- _RECORDS PROVIDED_
^^^^^^^^

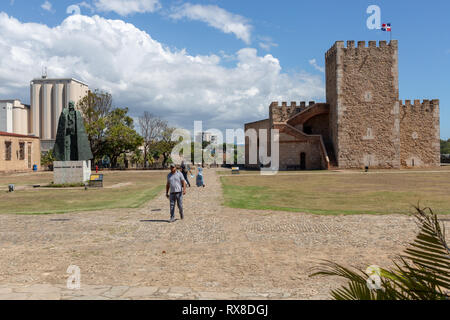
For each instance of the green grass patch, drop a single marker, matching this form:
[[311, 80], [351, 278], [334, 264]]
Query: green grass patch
[[141, 187], [335, 194]]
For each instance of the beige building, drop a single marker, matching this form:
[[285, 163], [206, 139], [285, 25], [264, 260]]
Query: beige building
[[14, 117], [362, 123], [48, 97], [19, 152]]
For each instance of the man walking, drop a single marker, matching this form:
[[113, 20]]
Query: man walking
[[176, 185]]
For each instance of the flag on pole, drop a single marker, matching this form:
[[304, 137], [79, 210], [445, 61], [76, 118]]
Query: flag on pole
[[386, 27]]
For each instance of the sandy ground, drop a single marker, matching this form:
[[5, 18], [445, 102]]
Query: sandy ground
[[215, 252]]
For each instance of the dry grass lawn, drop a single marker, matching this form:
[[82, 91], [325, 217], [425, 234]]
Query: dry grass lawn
[[383, 192], [122, 189]]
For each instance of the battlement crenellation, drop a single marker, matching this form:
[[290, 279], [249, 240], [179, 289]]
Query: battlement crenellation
[[361, 45]]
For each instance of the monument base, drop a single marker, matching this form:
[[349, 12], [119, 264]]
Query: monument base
[[65, 172]]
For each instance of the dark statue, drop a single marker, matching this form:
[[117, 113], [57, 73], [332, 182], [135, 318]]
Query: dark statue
[[71, 143]]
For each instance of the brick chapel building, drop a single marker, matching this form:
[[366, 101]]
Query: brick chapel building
[[362, 123]]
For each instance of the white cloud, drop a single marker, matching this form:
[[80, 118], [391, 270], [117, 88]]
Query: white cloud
[[47, 6], [126, 7], [143, 74], [267, 43], [313, 62], [215, 17]]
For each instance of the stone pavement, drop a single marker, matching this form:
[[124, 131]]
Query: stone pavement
[[92, 292], [214, 253]]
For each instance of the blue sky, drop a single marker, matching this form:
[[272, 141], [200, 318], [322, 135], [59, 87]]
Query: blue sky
[[222, 62]]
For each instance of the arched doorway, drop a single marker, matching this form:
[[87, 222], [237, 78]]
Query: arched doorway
[[302, 161]]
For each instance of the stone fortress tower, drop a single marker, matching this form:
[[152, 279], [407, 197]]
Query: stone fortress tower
[[363, 122]]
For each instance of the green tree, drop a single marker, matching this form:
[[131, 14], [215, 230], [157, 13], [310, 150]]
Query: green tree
[[165, 145], [96, 107], [151, 128], [120, 136], [421, 273], [47, 158]]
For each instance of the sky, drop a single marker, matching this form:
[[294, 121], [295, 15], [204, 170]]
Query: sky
[[219, 61]]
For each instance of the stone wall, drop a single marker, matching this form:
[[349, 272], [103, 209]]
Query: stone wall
[[291, 148], [19, 161], [284, 112], [263, 124], [363, 96], [419, 133]]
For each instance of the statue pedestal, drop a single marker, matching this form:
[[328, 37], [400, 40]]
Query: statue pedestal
[[71, 171]]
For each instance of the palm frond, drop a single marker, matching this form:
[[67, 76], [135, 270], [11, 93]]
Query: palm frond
[[422, 272]]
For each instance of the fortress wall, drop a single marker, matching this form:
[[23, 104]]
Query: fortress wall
[[364, 92], [291, 148], [282, 113], [263, 124], [333, 66], [419, 133]]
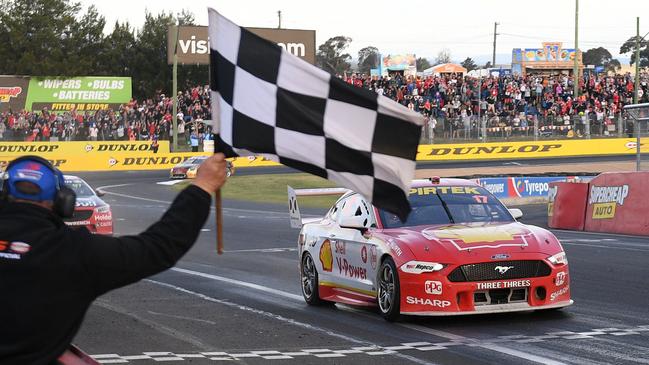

^^^^^^^^

- _TASK TO COMPLETE_
Extract precisely the lines beginning at the line containing "[[294, 121], [295, 15], [204, 170]]" and ending at the last line of the entries above, exactly as written and with no pictures.

- _ANSWER BELOW_
[[294, 121], [295, 15], [204, 170]]
Query: sky
[[219, 61]]
For each instance of the stone wall, drop a single marker, matching this form:
[[349, 272], [103, 209]]
Query: stone wall
[[291, 148], [19, 161], [284, 112], [263, 124], [363, 96], [419, 133]]
For each instance of the statue pedestal, drop a single marker, matching this form:
[[328, 37], [400, 40]]
Query: statue pedestal
[[71, 171]]
For each instance of the palm frond, drop a single marker, matching this form:
[[67, 76], [135, 270], [11, 93]]
Query: palm frond
[[422, 272]]
For each instance of the fortress wall, drop a single marker, matching this form:
[[23, 104]]
Query: fortress wall
[[364, 92], [291, 148], [282, 113], [263, 124], [333, 66], [419, 133]]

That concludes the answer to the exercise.